ACTION ITEM — Set down, exactly, every line from the top of the listing through the one holding "Target: snow-covered slope".

Content starts

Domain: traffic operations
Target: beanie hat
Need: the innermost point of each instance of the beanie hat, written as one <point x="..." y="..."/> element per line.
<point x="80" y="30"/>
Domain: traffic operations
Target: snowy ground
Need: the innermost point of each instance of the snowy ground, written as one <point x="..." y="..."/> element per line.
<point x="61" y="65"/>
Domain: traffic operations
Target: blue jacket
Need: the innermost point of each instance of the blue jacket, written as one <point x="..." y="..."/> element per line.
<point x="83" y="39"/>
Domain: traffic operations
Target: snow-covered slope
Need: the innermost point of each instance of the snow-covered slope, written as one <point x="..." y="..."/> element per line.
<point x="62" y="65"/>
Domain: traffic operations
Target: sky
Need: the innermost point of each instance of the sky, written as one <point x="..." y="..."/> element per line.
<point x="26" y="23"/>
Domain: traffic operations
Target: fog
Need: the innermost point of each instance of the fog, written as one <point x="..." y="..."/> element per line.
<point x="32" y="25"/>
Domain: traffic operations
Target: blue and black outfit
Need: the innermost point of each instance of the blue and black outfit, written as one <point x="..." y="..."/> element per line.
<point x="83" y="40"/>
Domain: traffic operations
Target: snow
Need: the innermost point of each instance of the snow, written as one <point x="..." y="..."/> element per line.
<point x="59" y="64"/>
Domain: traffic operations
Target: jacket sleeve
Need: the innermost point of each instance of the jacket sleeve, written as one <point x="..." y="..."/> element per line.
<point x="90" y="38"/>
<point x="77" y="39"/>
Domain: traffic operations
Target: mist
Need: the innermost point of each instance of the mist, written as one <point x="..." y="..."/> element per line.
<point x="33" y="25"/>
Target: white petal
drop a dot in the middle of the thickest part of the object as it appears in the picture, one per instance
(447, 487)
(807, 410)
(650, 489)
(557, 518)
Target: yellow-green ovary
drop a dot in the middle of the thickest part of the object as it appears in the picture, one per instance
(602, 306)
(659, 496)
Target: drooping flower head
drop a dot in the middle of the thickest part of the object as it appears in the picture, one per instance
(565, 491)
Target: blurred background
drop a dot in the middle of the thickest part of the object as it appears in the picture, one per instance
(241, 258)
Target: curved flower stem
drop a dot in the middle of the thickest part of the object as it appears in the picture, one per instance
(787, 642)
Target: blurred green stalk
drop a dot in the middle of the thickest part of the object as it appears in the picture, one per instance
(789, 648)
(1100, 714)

Content ends

OUTPUT FOR THIS EXERCISE —
Domain: traffic operations
Target: beanie hat
Need: the innermost point of each instance of the beanie hat, written as one <point x="..." y="..."/> element per line.
<point x="80" y="30"/>
Domain: traffic operations
Target: snowy ground
Need: the innermost point of each instance of the snowy ground, written as one <point x="..." y="..."/> element per line.
<point x="61" y="65"/>
Domain: traffic operations
Target: blue jacket
Need: the innermost point of each instance of the blue jacket, written as one <point x="..." y="..."/> element per line.
<point x="83" y="39"/>
Domain: traffic operations
Target: snow-covered slope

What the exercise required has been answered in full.